#### JOB
Reproduce the material below line for line, keeping every character unchanged, and omit the pictures from your output.

#### GIVEN DATA
■ ■ ■ ■ ■ ■ ■

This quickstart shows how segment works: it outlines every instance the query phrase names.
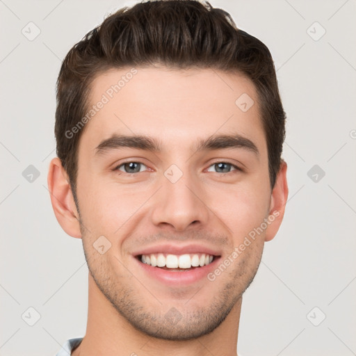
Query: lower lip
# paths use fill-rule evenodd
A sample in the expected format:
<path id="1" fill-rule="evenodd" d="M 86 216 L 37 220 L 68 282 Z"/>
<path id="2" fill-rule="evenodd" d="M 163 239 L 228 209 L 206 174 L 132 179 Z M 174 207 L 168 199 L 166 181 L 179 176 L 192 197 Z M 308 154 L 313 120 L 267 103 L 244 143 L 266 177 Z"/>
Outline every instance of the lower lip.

■ ■ ■ ■ ■ ■ ■

#### ANSWER TO THIS EXERCISE
This quickstart shows how segment works: it outlines every instance the query phrase names.
Query: lower lip
# paths use fill-rule evenodd
A sample in the expected format:
<path id="1" fill-rule="evenodd" d="M 86 216 L 37 220 L 68 282 Z"/>
<path id="2" fill-rule="evenodd" d="M 163 239 L 228 209 L 206 174 L 132 179 Z M 174 207 L 168 199 L 166 181 L 179 176 L 192 197 Z M 308 154 L 313 120 L 267 103 L 244 143 L 266 177 Z"/>
Outline every instance of the lower lip.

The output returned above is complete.